[Records excerpted from a collection]
******

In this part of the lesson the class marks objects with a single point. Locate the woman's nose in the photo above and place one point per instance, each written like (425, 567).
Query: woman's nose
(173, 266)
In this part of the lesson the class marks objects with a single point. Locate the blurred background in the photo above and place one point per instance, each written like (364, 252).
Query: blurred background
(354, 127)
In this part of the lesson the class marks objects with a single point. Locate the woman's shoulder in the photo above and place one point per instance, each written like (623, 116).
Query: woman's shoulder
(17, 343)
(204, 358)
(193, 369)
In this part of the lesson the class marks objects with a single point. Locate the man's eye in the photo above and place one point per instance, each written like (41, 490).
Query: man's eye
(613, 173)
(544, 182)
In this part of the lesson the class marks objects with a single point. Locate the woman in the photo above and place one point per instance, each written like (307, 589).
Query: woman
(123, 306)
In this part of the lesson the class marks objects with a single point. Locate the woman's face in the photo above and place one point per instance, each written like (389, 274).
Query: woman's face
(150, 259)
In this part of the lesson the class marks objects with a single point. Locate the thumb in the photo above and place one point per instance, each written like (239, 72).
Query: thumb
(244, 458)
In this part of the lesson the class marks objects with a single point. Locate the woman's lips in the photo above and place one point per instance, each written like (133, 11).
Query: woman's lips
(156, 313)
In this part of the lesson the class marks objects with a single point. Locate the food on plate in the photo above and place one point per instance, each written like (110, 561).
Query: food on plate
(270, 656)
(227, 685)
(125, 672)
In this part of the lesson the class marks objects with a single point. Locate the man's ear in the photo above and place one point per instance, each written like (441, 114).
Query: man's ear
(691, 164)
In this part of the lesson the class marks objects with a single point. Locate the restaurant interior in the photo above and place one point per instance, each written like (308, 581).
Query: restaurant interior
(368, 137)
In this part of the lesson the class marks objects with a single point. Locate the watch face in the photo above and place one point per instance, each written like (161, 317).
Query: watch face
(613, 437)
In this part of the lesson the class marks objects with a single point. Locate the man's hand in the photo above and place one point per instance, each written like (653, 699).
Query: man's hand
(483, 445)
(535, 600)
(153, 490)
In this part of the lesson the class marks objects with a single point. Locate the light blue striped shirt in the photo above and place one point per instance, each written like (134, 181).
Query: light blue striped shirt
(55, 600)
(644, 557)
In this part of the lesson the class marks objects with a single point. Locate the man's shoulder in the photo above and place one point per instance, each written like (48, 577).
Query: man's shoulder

******

What the task asks -> Go through the records above and set each one down exactly, please.

Response to this exercise ->
In this part of the lesson the class marks objects with a single point. Locate the woman's nose in the photo above and place one point per instance, each written like (425, 567).
Query: woman's nose
(173, 266)
In this part of the lesson the class marks objects with a single point. Locate the blurred background in the photo above and place one point per instance, each written like (364, 252).
Query: blurred background
(354, 127)
In this part of the lesson the class marks objects with a single point. Locate the woman's shoulder in the photo above and place one point per instance, each written like (623, 116).
Query: woman's shoulder
(17, 343)
(204, 358)
(193, 369)
In this part of the lesson the class marks objects with a single point. Locate the man's eye in the photo above and place one point per instance, each written like (41, 490).
Query: man's eye
(613, 173)
(544, 182)
In this part of the lesson the class marks objects with a single point. Locate the woman in the photo above and place one point per instance, each written like (307, 589).
Query: woman
(123, 306)
In this part of the lesson the class marks objects with a single point. Locate the woman's face in the photo above and place one point per instance, each written like (389, 274).
Query: woman's face
(150, 259)
In this part of the lesson the class marks objects with a single point. Locate the thumb in the photo above and place one point per instance, each written like (239, 72).
Query: thumb
(244, 458)
In this part of the lesson the class marks objects with a single point. Locate the woman's lips in the photo above and place one point per instance, each written like (133, 11).
Query: woman's lips
(156, 313)
In this part of the lesson the class marks objects with a single point. Locate the food on plate in the photo above and place one point per instance, each written like (110, 561).
Query: food on plate
(270, 656)
(227, 685)
(125, 672)
In this part of the lesson the class marks objects with a single point. Locate the man's ear in the photo above and place one point per instance, each written like (441, 114).
Query: man's ear
(691, 164)
In this part of the lesson the class marks objects with a single point. Locate the restaurant interior in the photo above and place one point per instance, each written like (308, 581).
Query: restaurant interior
(368, 137)
In this part of the lesson the class marks objects with a single point. Locate the watch face in the photo above and place one point per instance, each written like (161, 317).
Query: watch face
(613, 437)
In this part of the lesson the class marks objects with a single point. Locate the man's hand in the photo above and place one point per instance, each written like (653, 699).
Query: man's hand
(483, 445)
(535, 600)
(153, 490)
In this part of the lesson the class marks objects with a single point. Locate the light blue striped shirt in the photo above and place one point per instance, each written like (134, 181).
Query: light blue striped shirt
(55, 600)
(644, 557)
In this part of the lesson the class marks objects with a single point. Locate the man's shoulder in the photo above and place one point per instance, each written like (48, 577).
Query: man's shoulder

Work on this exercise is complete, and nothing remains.